I would sit in therapy, when things were starting to go wrong with my ex (later my pimp), in silence. An hour would pass by and I’d be still as a statue. It wasn’t stubbornness on my part. It was simply that I couldn’t put words to what was happening to me. My head was a tangled mess of unidentified, partially formed emotions and disjointed fact that rendered vocabulary useless. The images and sounds of the increasing violence in my life replayed in my head and body, knotting and weaving together into a great unfathomable web with me trapped in the centre. My body, so overloaded, froze, like a rabbit caught in the headlights.
I continued to go to counselling though. I took comfort in the presence of this man. He was caring, he never shouted at me, and he was very, very patient. I wasn’t used to the gentleness and I needed it. So I’d sit for an hour with the stuffed bear he kept on the sofa held on my lap, mute but at least physically safe. It was my time, my hour, with somebody concerned with me. It contrasted sharply with my life outside of counselling, in which my partner's moods and fancies dictated everything from what I wore to what I ate to whether I got knocked about or 'made love to' (I use the term loosely - there was never any choice). In a world in which there were no rules to play by to stay safe and no consistency except insofar as my isolation and confusion increased, an hour with someone who gave a shit, who worked within boundaries, was a Godsend.

* Parts of the exercise *
a) In the passage, what did the writer hold on their lap during counselling sessions?
b) Repeat the passage word for word from "I continued to" to "was a Godsend.".
The lines that come next are separate material and are not part of the passage.

* Provided records *
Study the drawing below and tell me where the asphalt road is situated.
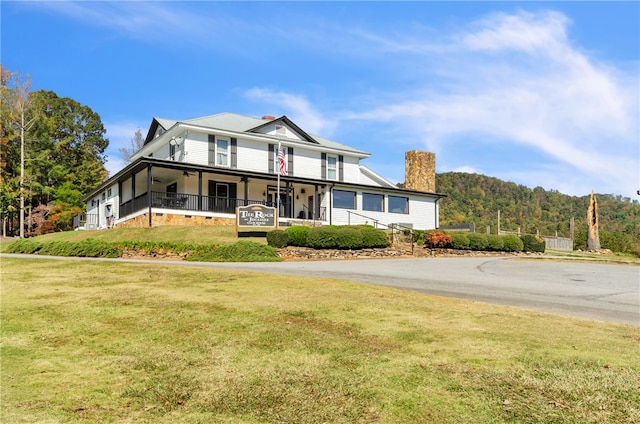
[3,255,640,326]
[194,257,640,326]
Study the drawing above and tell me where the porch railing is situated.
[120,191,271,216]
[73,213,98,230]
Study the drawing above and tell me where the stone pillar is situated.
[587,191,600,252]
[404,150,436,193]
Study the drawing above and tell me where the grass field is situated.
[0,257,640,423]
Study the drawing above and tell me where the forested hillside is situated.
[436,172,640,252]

* * *

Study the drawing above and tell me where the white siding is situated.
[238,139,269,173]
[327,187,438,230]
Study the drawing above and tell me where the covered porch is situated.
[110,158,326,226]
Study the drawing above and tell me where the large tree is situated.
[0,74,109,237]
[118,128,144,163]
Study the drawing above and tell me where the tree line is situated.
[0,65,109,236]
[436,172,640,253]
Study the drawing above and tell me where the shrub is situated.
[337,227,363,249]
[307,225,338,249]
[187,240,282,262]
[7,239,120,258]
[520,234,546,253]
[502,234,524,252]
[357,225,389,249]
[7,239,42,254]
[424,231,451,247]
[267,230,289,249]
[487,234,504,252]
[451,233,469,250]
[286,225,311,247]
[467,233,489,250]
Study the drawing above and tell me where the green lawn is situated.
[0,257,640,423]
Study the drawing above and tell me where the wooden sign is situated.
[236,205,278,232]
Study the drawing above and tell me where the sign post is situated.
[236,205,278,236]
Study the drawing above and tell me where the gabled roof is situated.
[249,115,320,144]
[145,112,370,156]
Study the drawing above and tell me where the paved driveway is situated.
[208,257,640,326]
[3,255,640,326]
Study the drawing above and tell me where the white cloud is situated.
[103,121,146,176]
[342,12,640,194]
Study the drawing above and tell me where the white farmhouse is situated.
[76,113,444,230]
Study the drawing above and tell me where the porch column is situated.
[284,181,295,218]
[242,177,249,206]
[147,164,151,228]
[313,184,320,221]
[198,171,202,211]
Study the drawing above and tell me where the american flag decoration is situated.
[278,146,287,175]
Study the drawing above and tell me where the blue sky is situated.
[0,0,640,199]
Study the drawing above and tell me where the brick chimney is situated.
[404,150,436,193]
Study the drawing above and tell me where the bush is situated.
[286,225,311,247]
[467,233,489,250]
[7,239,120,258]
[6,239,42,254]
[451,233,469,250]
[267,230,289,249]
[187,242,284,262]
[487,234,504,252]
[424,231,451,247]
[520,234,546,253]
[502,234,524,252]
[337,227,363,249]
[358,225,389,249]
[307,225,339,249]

* Task-by-task results *
a) A stuffed bear that the counsellor kept on the sofa.

b)
I continued to go to counselling though. I took comfort in the presence of this man. He was caring, he never shouted at me, and he was very, very patient. I wasn’t used to the gentleness and I needed it. So I’d sit for an hour with the stuffed bear he kept on the sofa held on my lap, mute but at least physically safe. It was my time, my hour, with somebody concerned with me. It contrasted sharply with my life outside of counselling, in which my partner's moods and fancies dictated everything from what I wore to what I ate to whether I got knocked about or 'made love to' (I use the term loosely - there was never any choice). In a world in which there were no rules to play by to stay safe and no consistency except insofar as my isolation and confusion increased, an hour with someone who gave a shit, who worked within boundaries, was a Godsend.